Start of Data to use
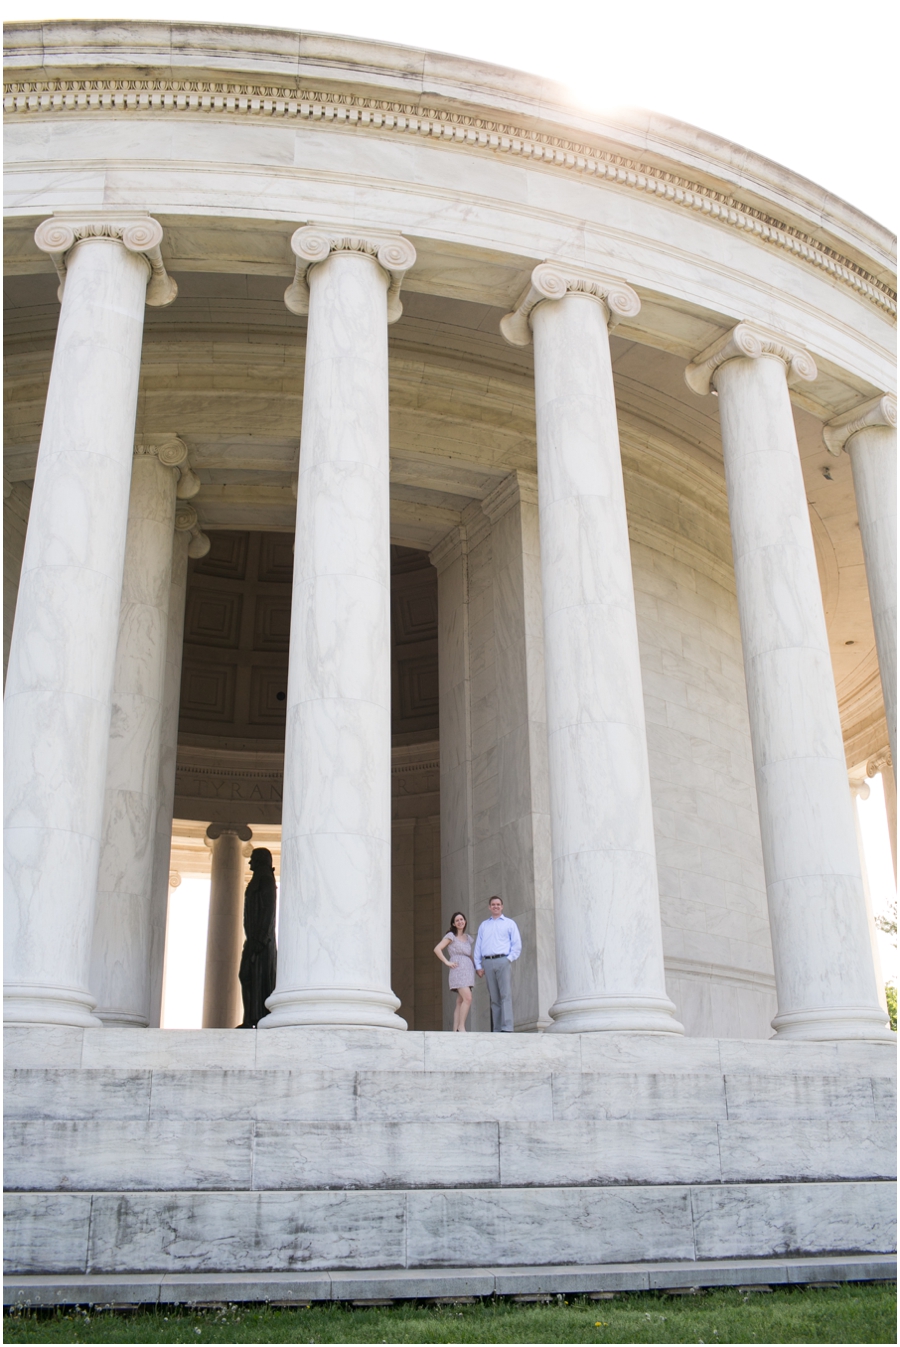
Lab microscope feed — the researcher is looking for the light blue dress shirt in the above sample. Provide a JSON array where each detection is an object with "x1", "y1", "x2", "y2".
[{"x1": 473, "y1": 913, "x2": 522, "y2": 970}]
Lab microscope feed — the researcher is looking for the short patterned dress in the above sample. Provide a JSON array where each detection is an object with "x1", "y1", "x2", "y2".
[{"x1": 447, "y1": 933, "x2": 475, "y2": 989}]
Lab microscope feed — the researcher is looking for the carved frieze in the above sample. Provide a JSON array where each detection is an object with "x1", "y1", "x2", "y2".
[{"x1": 11, "y1": 80, "x2": 894, "y2": 316}]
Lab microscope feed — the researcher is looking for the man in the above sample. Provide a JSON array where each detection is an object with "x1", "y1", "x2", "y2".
[{"x1": 473, "y1": 896, "x2": 522, "y2": 1033}]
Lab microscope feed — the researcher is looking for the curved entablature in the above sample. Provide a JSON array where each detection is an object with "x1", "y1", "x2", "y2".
[{"x1": 3, "y1": 22, "x2": 896, "y2": 324}]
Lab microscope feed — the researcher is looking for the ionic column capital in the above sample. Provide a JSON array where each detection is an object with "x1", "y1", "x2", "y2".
[
  {"x1": 685, "y1": 321, "x2": 817, "y2": 396},
  {"x1": 500, "y1": 262, "x2": 640, "y2": 347},
  {"x1": 205, "y1": 823, "x2": 253, "y2": 844},
  {"x1": 824, "y1": 393, "x2": 897, "y2": 457},
  {"x1": 135, "y1": 434, "x2": 201, "y2": 499},
  {"x1": 867, "y1": 748, "x2": 893, "y2": 778},
  {"x1": 134, "y1": 434, "x2": 188, "y2": 468},
  {"x1": 284, "y1": 224, "x2": 416, "y2": 322},
  {"x1": 34, "y1": 213, "x2": 177, "y2": 307},
  {"x1": 174, "y1": 503, "x2": 210, "y2": 558}
]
End of Data to use
**Exercise goal:**
From the first line to the last, reproduce the records above exactly and skip the pictures.

**Output for this exercise:**
Lab microscope feed — the researcher is looking for the light blue dress shirt in the above sample. Provide a JSON array where each detection is an object with "x1", "y1", "x2", "y2".
[{"x1": 473, "y1": 913, "x2": 522, "y2": 970}]
Lab microscope feed — the researcher is looking for the short patterned dress in the above sample. Provide a JSON array where each detection is an object with "x1", "y1", "x2", "y2".
[{"x1": 447, "y1": 933, "x2": 475, "y2": 989}]
Lab microscope feed — the researcher is looking for the carved frieze in the above sample. Provide a JSON array where each detection is an object with "x1", "y1", "x2", "y2".
[{"x1": 11, "y1": 80, "x2": 894, "y2": 316}]
Lab microscope feed — the researcher is looking for the man in the above sample. Provide a JSON array where each detection is an object with "x1", "y1", "x2", "y2".
[{"x1": 473, "y1": 896, "x2": 522, "y2": 1033}]
Lab microscope feed — the researcher is looking for the curved entablature in the above sample. Provide a JSON array where each detection is an object with "x1", "y1", "x2", "y2".
[{"x1": 3, "y1": 22, "x2": 896, "y2": 324}]
Lab microscope feed — the researcher is looking for the ionic column capital in the above sample. Provide a JSON array where each detection is an object with "x1", "y1", "x2", "y2".
[
  {"x1": 685, "y1": 321, "x2": 817, "y2": 396},
  {"x1": 500, "y1": 262, "x2": 640, "y2": 347},
  {"x1": 205, "y1": 823, "x2": 253, "y2": 844},
  {"x1": 824, "y1": 393, "x2": 897, "y2": 457},
  {"x1": 135, "y1": 434, "x2": 201, "y2": 499},
  {"x1": 867, "y1": 748, "x2": 893, "y2": 778},
  {"x1": 134, "y1": 434, "x2": 188, "y2": 468},
  {"x1": 284, "y1": 224, "x2": 416, "y2": 322},
  {"x1": 34, "y1": 213, "x2": 177, "y2": 307},
  {"x1": 174, "y1": 503, "x2": 210, "y2": 558}
]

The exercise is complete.